- _PROBLEM_: Word for word, restate each of the entries below, and drop every picture.

- _DATA SHOWN_:

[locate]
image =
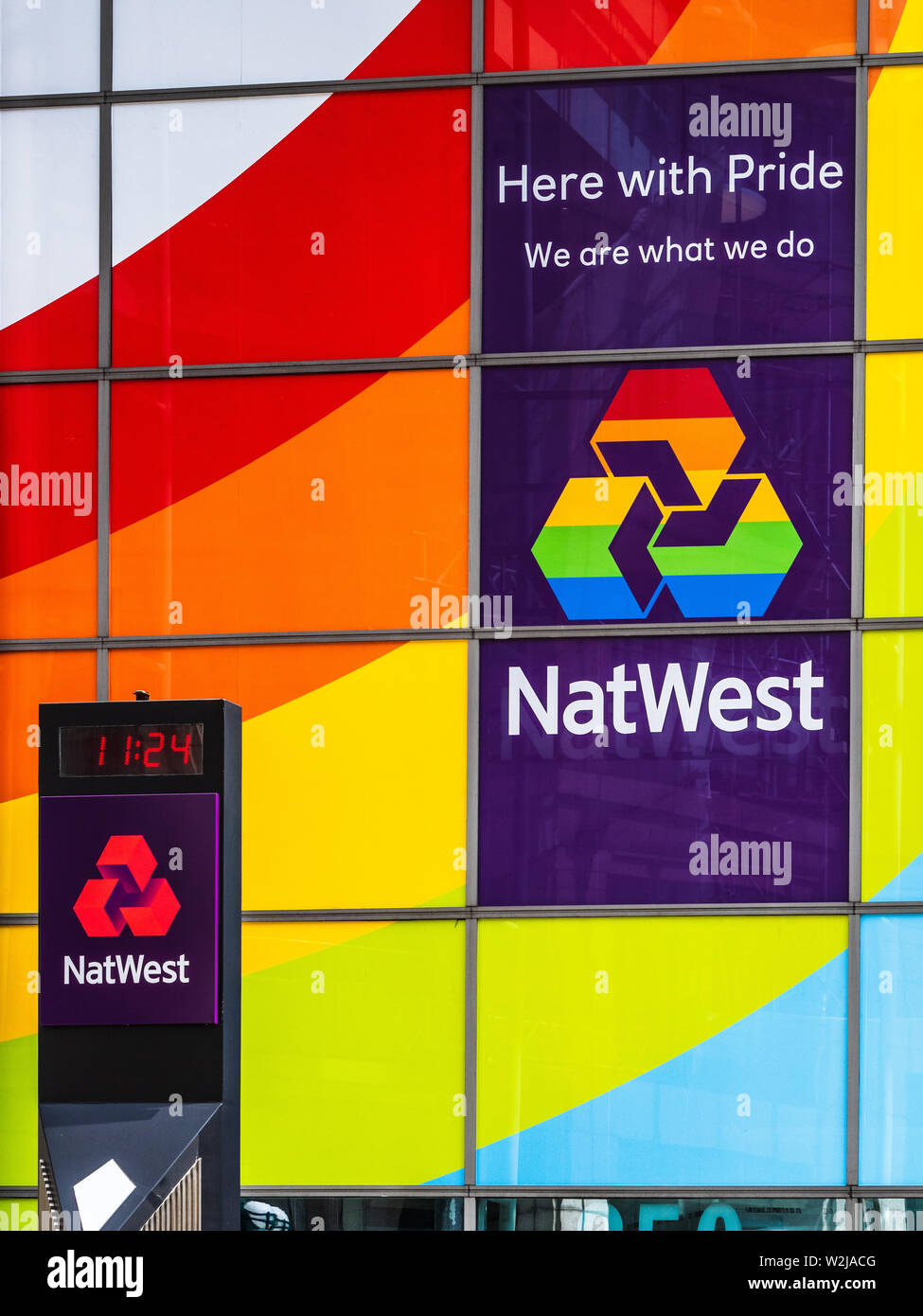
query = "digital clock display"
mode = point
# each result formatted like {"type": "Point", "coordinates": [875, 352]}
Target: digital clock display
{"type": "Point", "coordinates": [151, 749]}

- _ANSWER TO THIS EXERCISE_:
[locate]
image =
query = "digital clock display"
mode = point
# each result formatted like {"type": "Point", "coordinates": [875, 352]}
Target: digital clock display
{"type": "Point", "coordinates": [151, 749]}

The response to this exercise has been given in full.